Dans cette période de stabilité, plusieurs de ses enfants deviendront des personnalités de premier plan :
● Nicolas Montier, curé de 1676 à 1696 qui, de son temps passait pour un saint. ● Jean Pontas (1638-1728) célèbre casuiste.
● Jacques-Anne Lerebours-Pigeonnière (1740-1826), député et longtemps juge de paix du canton. ● Charles Marie du Bourblanc, dernier possesseur du château de Saint-Hilaire.
● François Bécherel, né à Saint-Hilaire en 1732, curé de St Loup et évêque de Valence en 1815 connut la période révolutionnaire.
LA REVOLUTION
Bouleversement à la fois administratif et social, la Révolution ne s’est pas faite au début dans la violence, ni à Saint-Hilaire, ni ailleurs dans ce département dont les trois ordres des bailliages du Cotentin et de l’Avranchin s’étaient réunis à Coutances, dans la nef de la cathédrale, le 16 mars 1789. Ensuite, le changement alla bon train, le Tiers État se déclarant en Constituante le 9 juillet, et les biens du clergé confisqués le 2 novembre pour garantir les assignats.
A Saint-Hilaire, la première séance des citoyens dits « actifs » eut lieu dans la vieille église le 9 décembre 1790 sous la présidence du notaire Denis Bréhier qui devint le premier maire « républicain », succédant à Jacques-Anne Lerebours Pigeonnière, premier « maire » à l’établissement des municipalités en 1787. M. Lerebours, qui était avocat depuis 20 ans au bailliage, devint membre de la première administration départementale, juge au District de Mortain, et le 10 septembre 1791 député à l’assemblée législative.

Exercice proposé =
Traduisez en anglais la phrase suivante du document source sur Saint-Hilaire : « M. Lerebours, qui était avocat depuis 20 ans au bailliage, devint membre de la première administration départementale, juge au District de Mortain, et le 10 septembre 1791 député à l’assemblée législative. » Le matériel qui suit ne joue aucun rôle dans cet exercice.

Données fournies =
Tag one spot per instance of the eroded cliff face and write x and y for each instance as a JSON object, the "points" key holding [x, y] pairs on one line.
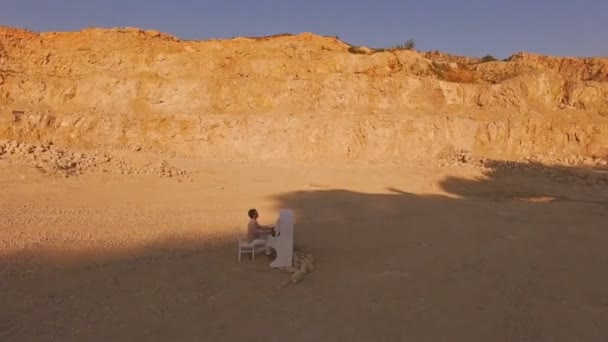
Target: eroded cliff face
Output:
{"points": [[299, 98]]}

La réponse =
Mr. Lerebours, who had been a lawyer at the bailiwick for 20 years, became a member of the first departmental administration, a judge in the District of Mortain, and, on September 10, 1791, a deputy to the Legislative Assembly.